### DATA FOR THE TASK
• • •

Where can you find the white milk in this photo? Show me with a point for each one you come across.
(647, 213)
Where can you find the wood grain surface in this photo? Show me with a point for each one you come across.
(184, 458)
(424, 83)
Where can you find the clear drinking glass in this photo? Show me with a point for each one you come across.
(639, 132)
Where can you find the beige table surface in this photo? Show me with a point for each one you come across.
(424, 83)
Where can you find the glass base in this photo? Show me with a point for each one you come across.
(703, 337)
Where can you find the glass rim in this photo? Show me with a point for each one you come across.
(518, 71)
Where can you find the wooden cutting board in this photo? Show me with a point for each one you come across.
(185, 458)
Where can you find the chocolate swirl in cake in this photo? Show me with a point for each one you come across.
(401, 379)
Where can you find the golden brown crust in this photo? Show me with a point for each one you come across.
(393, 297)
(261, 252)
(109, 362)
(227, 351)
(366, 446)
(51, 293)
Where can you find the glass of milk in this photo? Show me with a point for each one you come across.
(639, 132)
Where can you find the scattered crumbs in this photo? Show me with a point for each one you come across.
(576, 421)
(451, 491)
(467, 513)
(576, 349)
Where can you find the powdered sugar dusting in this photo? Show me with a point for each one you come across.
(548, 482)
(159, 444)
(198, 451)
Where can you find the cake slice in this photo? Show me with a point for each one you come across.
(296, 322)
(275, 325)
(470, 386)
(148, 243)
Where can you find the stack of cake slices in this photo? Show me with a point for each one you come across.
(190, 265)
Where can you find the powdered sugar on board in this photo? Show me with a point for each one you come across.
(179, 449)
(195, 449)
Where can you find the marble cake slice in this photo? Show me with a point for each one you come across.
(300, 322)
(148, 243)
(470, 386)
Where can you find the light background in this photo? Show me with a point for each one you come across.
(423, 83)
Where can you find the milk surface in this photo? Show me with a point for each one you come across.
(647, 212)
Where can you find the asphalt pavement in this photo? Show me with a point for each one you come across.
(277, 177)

• • •

### TASK DESCRIPTION
Copy out everything above, from the row containing "Where can you find the cake" down to the last row, requests included, and shift each coordinate in the answers by -95.

### RESPONSE BELOW
Where can you find the cake slice in this photo? Show me with a point for each one you come across.
(201, 227)
(180, 230)
(375, 291)
(53, 148)
Where can you find the stack of cake slices in this photo? Show me with a point for each one you come across.
(95, 170)
Where can you find the powdered sugar on board in this photo? Show me with a point for each one you come across.
(84, 354)
(100, 354)
Where can you find the marble cake slice in this photo? Show me with a point for each one you come across.
(205, 227)
(53, 148)
(375, 291)
Where can you find the light background in this photo? Show me with a point for each one you come across.
(328, -12)
Where can you find the milk surface in this photo? Show me with a point for each one you come across.
(552, 117)
Where can you find the asphalt pavement in this photo? Show me with a point for each one you come across.
(182, 82)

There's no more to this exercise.